[[ RECORDS PROVIDED, beginning ]]

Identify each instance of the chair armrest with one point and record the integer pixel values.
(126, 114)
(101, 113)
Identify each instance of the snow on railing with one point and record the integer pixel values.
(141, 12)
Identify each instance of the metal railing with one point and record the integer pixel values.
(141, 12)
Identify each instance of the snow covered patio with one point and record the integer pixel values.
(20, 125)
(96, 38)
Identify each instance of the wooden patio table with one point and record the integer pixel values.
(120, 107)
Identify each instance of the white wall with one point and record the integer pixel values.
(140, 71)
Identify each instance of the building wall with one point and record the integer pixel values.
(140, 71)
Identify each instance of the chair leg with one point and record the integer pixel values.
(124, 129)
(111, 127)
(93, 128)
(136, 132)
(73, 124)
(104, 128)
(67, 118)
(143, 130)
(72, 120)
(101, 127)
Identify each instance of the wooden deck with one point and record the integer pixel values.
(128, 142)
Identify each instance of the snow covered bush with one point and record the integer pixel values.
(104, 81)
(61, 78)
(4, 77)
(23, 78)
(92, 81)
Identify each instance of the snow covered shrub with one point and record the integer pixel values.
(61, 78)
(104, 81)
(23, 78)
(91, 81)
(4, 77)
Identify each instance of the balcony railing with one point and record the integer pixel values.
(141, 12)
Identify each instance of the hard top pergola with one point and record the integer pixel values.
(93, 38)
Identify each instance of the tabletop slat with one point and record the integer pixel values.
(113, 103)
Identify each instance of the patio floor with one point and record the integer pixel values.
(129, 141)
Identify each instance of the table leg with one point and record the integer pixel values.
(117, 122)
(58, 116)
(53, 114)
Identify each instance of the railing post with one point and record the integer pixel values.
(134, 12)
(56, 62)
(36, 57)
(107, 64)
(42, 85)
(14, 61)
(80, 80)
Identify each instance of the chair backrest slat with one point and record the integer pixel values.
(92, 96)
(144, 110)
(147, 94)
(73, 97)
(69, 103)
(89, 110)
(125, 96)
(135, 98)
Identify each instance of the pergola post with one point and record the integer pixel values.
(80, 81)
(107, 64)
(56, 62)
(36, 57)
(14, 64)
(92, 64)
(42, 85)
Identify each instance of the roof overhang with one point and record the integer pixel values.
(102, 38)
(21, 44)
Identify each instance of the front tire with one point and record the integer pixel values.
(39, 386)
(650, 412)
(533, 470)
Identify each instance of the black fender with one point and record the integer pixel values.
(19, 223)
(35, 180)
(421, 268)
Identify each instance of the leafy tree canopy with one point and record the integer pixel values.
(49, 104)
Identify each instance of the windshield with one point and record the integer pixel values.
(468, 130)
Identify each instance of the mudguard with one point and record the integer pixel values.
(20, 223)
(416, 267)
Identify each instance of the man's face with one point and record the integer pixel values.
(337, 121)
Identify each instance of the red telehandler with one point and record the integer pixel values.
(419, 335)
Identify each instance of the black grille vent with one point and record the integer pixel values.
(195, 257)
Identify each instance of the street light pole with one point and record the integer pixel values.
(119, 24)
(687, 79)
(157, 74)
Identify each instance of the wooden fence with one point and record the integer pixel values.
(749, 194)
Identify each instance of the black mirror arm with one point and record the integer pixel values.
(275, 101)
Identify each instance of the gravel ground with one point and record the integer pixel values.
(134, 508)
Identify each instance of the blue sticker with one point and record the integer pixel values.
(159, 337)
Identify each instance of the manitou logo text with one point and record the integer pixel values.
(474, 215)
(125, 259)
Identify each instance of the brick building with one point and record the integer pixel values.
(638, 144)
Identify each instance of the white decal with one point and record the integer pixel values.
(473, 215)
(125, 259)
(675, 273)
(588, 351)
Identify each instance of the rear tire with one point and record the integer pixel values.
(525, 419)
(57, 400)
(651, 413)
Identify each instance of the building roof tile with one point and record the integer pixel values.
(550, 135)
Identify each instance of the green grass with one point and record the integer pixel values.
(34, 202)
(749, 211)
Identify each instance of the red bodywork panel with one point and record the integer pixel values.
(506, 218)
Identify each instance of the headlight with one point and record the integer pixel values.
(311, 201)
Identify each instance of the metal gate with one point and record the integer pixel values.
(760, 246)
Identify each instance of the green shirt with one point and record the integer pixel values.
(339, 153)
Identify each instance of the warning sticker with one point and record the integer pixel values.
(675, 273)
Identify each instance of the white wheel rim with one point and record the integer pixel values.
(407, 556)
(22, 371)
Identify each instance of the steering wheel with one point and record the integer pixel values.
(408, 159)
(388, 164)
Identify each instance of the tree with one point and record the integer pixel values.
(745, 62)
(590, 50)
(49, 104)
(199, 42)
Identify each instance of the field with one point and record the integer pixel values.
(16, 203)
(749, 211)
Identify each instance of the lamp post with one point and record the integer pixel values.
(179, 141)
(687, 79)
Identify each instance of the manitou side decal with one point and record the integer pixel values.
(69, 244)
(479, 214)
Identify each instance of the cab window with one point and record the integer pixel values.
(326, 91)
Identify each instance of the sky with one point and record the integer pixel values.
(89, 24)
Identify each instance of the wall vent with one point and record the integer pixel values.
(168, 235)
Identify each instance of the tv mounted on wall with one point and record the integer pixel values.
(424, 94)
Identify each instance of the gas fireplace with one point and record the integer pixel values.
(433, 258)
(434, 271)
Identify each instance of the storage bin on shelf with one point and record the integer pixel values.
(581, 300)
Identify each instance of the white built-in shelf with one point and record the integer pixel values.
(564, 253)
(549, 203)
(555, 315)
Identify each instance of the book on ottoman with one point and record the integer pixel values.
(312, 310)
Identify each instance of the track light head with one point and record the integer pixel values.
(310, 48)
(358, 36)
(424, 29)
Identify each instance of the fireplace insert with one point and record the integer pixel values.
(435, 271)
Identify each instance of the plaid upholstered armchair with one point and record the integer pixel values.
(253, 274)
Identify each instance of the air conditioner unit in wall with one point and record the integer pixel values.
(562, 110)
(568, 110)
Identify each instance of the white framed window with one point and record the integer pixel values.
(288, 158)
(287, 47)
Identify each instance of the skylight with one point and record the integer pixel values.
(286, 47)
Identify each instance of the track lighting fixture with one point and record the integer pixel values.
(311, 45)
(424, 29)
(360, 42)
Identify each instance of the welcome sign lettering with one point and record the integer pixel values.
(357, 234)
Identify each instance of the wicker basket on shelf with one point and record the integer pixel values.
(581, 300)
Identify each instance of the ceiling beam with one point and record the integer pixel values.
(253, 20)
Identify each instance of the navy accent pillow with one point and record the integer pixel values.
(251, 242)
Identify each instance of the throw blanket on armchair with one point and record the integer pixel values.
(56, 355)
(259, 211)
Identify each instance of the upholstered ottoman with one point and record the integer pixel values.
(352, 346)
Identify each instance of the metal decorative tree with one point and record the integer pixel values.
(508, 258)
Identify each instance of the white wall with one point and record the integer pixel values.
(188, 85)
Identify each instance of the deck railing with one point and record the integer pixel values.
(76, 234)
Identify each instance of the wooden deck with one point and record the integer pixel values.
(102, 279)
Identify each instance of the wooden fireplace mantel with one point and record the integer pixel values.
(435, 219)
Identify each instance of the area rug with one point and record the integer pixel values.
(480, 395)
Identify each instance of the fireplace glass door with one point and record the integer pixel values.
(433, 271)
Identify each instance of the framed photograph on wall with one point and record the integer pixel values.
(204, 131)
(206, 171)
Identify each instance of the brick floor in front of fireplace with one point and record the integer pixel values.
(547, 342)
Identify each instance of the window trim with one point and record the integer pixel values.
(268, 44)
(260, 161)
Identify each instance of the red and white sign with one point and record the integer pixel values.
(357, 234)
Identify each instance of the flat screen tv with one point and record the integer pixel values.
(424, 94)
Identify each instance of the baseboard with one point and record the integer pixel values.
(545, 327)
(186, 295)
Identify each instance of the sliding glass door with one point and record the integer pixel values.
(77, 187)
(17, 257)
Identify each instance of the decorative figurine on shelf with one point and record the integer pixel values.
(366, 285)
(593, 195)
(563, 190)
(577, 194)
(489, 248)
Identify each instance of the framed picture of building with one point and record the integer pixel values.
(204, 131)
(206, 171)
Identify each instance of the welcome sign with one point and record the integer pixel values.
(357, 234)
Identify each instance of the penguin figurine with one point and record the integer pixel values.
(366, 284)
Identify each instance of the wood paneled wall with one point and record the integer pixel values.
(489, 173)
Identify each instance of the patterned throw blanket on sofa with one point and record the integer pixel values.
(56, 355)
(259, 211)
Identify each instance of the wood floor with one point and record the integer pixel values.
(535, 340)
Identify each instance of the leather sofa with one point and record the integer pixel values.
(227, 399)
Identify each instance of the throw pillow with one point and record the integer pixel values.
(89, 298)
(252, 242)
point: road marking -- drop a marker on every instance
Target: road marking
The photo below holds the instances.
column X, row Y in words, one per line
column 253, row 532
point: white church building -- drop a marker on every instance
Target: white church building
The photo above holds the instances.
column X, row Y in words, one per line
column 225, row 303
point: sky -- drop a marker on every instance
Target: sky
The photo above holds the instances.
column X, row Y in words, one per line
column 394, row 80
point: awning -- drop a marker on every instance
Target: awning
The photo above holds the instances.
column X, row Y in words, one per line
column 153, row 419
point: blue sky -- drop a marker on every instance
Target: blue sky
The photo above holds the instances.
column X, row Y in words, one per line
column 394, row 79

[[ RECORDS PROVIDED, end ]]

=== AIM OF THE EXERCISE ===
Look above for the line holding "Identify each instance of the brick floor" and the line holding "point: white church", then output exactly those two lines and every line between them, nothing more.

=== OUTPUT OF THE EXERCISE ===
Identify each instance of the brick floor in front of fireplace with one point and record the integer pixel values.
(547, 342)
Identify each instance of the window trim with one point and record the integer pixel values.
(268, 44)
(260, 161)
Identify each instance of the red and white sign with one point and record the integer pixel values.
(357, 234)
Identify each instance of the flat screen tv with one point and record the integer pixel values.
(424, 94)
Identify each instance of the baseboard with one point and record the integer pixel values.
(545, 327)
(186, 295)
Identify each instance of the sliding glass door with one point and record the integer pixel values.
(77, 187)
(17, 257)
Identify each instance of the decorative figurine on shelf with one point and record the integer pixel values.
(366, 285)
(593, 195)
(563, 190)
(577, 194)
(489, 248)
Identify each instance of the framed picture of building with one point and record the integer pixel values.
(204, 131)
(206, 171)
Identify each instance of the welcome sign with one point and record the integer pixel values.
(357, 234)
Identify each instance of the penguin figurine with one point and record the integer pixel values.
(366, 284)
Identify each instance of the wood paneled wall with one point and record the integer pixel values.
(489, 173)
Identify each instance of the patterned throw blanket on sofa with one point and record the integer pixel values.
(56, 355)
(259, 211)
Identify each instance of the wood floor with one point and record the integer pixel values.
(535, 340)
Identify each instance of the leather sofa with one point and record the integer pixel values.
(227, 399)
Identify each instance of the throw pillow with one point and record the integer pixel values.
(89, 298)
(252, 242)
point: road marking -- drop a marker on every instance
Target: road marking
The photo below holds the instances.
column X, row Y in words, one per line
column 253, row 532
point: white church building -- drop a marker on every instance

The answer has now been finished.